[BEGIN SUPPLIED DATA]
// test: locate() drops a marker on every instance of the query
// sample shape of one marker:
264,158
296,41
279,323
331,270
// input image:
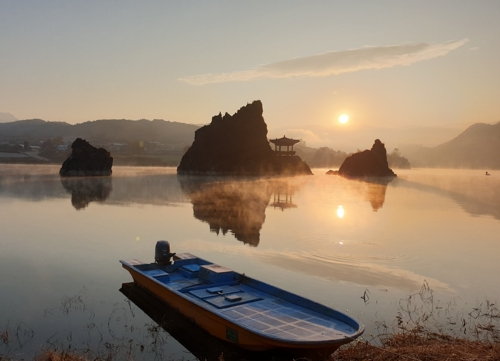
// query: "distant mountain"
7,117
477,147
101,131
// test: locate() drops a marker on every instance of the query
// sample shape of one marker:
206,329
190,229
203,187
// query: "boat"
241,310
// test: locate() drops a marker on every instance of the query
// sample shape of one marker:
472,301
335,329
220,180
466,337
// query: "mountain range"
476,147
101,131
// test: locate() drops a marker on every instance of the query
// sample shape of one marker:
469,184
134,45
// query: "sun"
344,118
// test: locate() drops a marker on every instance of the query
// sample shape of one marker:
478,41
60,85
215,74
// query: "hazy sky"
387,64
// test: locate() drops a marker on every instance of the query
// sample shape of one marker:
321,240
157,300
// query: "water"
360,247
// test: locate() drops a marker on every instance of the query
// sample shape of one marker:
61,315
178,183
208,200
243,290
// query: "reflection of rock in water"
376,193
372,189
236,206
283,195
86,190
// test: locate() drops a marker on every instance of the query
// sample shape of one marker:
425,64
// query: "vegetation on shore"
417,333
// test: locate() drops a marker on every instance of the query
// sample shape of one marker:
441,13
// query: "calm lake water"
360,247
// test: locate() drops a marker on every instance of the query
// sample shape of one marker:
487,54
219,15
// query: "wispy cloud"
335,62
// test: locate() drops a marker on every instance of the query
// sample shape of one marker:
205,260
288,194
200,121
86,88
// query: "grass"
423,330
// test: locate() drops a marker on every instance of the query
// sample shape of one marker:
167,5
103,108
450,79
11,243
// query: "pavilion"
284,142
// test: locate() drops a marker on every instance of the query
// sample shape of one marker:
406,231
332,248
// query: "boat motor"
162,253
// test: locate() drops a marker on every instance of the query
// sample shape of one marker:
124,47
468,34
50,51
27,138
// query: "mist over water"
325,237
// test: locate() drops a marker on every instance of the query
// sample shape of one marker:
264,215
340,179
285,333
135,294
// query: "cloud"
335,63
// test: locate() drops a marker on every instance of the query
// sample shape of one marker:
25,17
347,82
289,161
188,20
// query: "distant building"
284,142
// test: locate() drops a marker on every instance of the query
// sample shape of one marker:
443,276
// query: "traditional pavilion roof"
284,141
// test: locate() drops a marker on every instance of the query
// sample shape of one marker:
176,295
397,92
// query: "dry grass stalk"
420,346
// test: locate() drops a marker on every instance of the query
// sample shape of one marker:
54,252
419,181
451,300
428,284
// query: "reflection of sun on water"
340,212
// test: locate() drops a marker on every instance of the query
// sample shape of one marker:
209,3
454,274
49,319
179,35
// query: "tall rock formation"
[END SUPPLIED DATA]
▶ [EXERCISE] Show each line from the entries above that contains the string "water". Matching is case-sensitive.

▶ [WRITTEN SOLUTION]
// query: "water"
// query: "reflection of rock in water"
// query: "calm lake water"
// query: "mist over water"
// query: "reflection of sun on water"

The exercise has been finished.